**Exercise objective**
Exactly as they appear below, repeat the lines from the one with "Where can you see the outstretched" through the one with "Where can you see the club", and no others.

**Data excerpts**
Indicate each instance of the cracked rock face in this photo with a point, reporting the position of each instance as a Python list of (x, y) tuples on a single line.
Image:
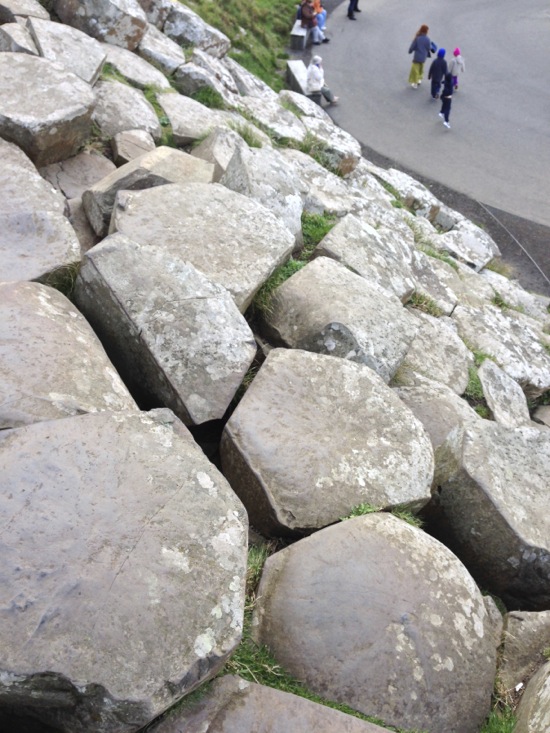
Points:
[(124, 556), (392, 635), (345, 437)]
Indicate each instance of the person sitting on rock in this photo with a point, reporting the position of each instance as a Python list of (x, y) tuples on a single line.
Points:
[(309, 20)]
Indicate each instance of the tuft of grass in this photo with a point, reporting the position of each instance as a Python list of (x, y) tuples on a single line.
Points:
[(263, 298), (314, 228), (499, 266), (316, 149), (63, 278), (500, 720), (425, 304), (209, 97), (247, 133), (256, 663)]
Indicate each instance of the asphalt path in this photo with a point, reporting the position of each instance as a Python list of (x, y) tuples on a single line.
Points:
[(494, 164)]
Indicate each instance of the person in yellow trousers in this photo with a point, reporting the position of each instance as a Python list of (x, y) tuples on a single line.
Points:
[(421, 48)]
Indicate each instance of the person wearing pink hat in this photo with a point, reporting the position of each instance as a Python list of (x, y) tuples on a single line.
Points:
[(456, 67)]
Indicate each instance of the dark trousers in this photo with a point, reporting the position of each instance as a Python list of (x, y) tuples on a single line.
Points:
[(436, 88), (446, 108)]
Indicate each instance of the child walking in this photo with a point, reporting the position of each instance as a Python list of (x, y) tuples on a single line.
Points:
[(457, 66), (446, 99), (438, 69)]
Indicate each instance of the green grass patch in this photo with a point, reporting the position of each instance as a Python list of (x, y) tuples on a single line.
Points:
[(500, 720), (424, 303), (209, 97), (247, 133), (259, 32), (315, 227), (263, 298)]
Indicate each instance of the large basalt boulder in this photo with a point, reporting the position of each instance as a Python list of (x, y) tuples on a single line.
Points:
[(328, 309), (120, 107), (160, 51), (512, 340), (35, 236), (155, 168), (378, 255), (173, 334), (120, 22), (495, 511), (346, 438), (376, 614), (71, 48), (504, 396), (525, 639), (188, 29), (113, 524), (73, 176), (438, 353), (533, 712), (214, 229), (262, 174), (52, 364), (44, 109), (233, 704)]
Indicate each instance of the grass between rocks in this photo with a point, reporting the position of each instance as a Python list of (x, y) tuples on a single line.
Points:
[(259, 32), (314, 228)]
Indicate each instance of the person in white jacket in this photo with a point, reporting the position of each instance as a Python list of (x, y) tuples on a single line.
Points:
[(315, 82), (457, 66)]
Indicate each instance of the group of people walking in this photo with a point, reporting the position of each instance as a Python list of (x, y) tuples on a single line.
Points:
[(440, 73)]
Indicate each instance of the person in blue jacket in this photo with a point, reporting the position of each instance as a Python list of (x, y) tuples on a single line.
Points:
[(421, 47), (446, 99), (437, 72)]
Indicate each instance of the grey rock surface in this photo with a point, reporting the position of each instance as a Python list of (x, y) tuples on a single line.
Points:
[(35, 237), (52, 365), (109, 536), (120, 22), (438, 353), (512, 340), (346, 438), (235, 705), (263, 175), (67, 46), (44, 109), (160, 51), (392, 636), (154, 168), (495, 505), (533, 713), (188, 29), (173, 334), (378, 255), (119, 107), (139, 72), (328, 309), (73, 176), (15, 38), (504, 396), (215, 229)]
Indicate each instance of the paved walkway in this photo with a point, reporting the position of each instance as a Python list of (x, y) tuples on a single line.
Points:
[(494, 164)]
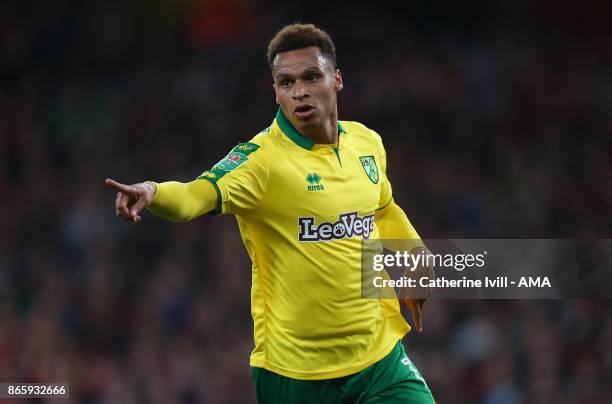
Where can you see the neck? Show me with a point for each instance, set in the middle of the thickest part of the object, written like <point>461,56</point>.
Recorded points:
<point>324,134</point>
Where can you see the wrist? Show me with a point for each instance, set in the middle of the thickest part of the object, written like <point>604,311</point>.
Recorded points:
<point>152,186</point>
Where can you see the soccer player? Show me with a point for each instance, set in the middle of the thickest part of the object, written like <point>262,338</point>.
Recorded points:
<point>305,192</point>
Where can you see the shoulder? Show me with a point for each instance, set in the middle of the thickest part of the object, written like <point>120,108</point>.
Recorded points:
<point>359,131</point>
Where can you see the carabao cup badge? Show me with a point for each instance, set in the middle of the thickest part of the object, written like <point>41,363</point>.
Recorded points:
<point>231,161</point>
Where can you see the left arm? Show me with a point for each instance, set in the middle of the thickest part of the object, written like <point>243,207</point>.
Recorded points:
<point>393,224</point>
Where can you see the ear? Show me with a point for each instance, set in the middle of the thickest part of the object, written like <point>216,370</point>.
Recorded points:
<point>275,94</point>
<point>339,85</point>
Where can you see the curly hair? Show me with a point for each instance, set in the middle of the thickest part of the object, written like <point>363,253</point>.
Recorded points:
<point>299,36</point>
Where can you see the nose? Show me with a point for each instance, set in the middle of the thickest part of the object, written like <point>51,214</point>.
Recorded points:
<point>300,90</point>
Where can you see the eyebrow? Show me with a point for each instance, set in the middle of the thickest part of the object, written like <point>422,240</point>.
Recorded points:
<point>313,69</point>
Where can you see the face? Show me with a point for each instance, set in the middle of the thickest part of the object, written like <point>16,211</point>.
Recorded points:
<point>306,87</point>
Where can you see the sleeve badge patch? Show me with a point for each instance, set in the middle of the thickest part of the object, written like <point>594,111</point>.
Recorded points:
<point>370,167</point>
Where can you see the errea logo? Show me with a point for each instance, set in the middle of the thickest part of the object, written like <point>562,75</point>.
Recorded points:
<point>348,225</point>
<point>314,182</point>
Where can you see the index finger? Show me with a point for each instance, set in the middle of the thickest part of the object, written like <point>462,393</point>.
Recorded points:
<point>118,186</point>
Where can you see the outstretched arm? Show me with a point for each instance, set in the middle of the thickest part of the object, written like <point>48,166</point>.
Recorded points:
<point>175,201</point>
<point>393,224</point>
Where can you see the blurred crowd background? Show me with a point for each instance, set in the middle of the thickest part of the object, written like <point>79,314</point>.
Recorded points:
<point>497,118</point>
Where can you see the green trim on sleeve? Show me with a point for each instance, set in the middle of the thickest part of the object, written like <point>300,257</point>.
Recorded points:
<point>218,210</point>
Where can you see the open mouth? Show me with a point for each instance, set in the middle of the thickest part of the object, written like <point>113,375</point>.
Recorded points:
<point>304,111</point>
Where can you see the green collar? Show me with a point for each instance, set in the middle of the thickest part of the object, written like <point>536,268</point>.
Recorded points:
<point>294,135</point>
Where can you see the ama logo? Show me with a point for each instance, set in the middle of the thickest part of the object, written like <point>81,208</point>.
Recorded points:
<point>348,225</point>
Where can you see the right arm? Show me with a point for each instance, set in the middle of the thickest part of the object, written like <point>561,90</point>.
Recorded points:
<point>175,201</point>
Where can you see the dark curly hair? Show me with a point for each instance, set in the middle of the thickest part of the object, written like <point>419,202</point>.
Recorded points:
<point>299,36</point>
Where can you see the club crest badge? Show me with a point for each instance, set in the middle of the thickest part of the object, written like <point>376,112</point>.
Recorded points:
<point>231,161</point>
<point>370,167</point>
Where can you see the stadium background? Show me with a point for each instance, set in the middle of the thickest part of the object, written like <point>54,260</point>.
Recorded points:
<point>496,118</point>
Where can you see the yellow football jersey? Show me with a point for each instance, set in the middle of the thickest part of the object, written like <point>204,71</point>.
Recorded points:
<point>303,209</point>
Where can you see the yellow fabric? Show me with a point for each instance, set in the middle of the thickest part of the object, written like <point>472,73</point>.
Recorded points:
<point>310,321</point>
<point>178,201</point>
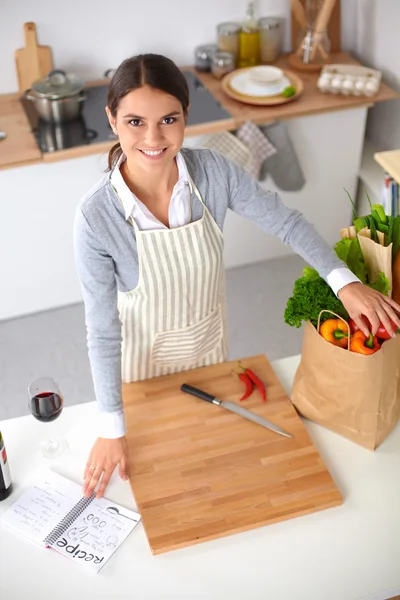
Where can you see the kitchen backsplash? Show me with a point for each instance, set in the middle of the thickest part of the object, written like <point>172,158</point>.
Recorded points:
<point>89,37</point>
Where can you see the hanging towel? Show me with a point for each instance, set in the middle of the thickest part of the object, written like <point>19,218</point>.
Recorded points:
<point>258,143</point>
<point>228,145</point>
<point>283,166</point>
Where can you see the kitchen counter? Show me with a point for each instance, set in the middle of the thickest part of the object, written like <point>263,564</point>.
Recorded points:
<point>20,148</point>
<point>344,553</point>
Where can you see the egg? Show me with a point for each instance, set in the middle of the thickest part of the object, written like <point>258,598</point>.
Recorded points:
<point>347,86</point>
<point>323,83</point>
<point>336,84</point>
<point>371,87</point>
<point>359,87</point>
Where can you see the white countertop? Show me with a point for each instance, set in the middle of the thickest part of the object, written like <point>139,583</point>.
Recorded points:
<point>350,552</point>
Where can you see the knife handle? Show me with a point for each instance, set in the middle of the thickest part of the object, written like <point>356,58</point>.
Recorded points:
<point>189,389</point>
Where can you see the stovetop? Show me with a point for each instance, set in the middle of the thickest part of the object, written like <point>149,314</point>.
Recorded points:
<point>93,127</point>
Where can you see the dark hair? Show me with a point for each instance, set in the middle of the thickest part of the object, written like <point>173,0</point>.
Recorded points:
<point>154,70</point>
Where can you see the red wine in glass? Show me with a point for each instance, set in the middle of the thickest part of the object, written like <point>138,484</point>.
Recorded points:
<point>45,404</point>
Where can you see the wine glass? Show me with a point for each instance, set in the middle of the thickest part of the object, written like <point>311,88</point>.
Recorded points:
<point>45,404</point>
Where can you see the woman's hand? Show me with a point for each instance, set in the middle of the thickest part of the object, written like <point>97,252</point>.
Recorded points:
<point>359,299</point>
<point>105,455</point>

**Exercise solution**
Where can you see the outstretched arm? Show me with a point for each instance, set in the middle of the thickest part of the object, written like <point>48,166</point>.
Recorded points:
<point>175,201</point>
<point>393,224</point>
Where can you see the blurred crowd background? Show me with a point for each instance, set in the middle of the thickest part of the object, written like <point>79,314</point>.
Recorded points:
<point>497,118</point>
Where can you see the green trim on sleeve? Show me with a point for each instance, set in the middle of the thickest part of the object, written like <point>300,257</point>.
Recorded points:
<point>218,210</point>
Where can you see the open mouth? Show me with a point for each instance, set in the middle of the thickest part of the object, written like <point>113,375</point>.
Recorded points:
<point>304,111</point>
Where can you see the green collar? Show me with a point for each instance, set in the middle of the thickest part of the object, written like <point>536,268</point>.
Recorded points:
<point>294,135</point>
Where can you see the ama logo? Show me with a point for each instance, set in the middle of the thickest part of the object, written like <point>81,208</point>.
Recorded points:
<point>348,225</point>
Where can you see the right arm? Show me with a point for each instance, set in the middle of the thickest part of the object, written like <point>561,90</point>.
Recorded points:
<point>175,201</point>
Where can you see the dark curly hair? Show me with a point for each instance, set in the middle of the thickest part of the object, written like <point>419,202</point>.
Recorded points:
<point>299,36</point>
Where can you see the club crest badge? Show me with a point for each instance, set in the middle of the thickest part of the object, written like <point>376,112</point>.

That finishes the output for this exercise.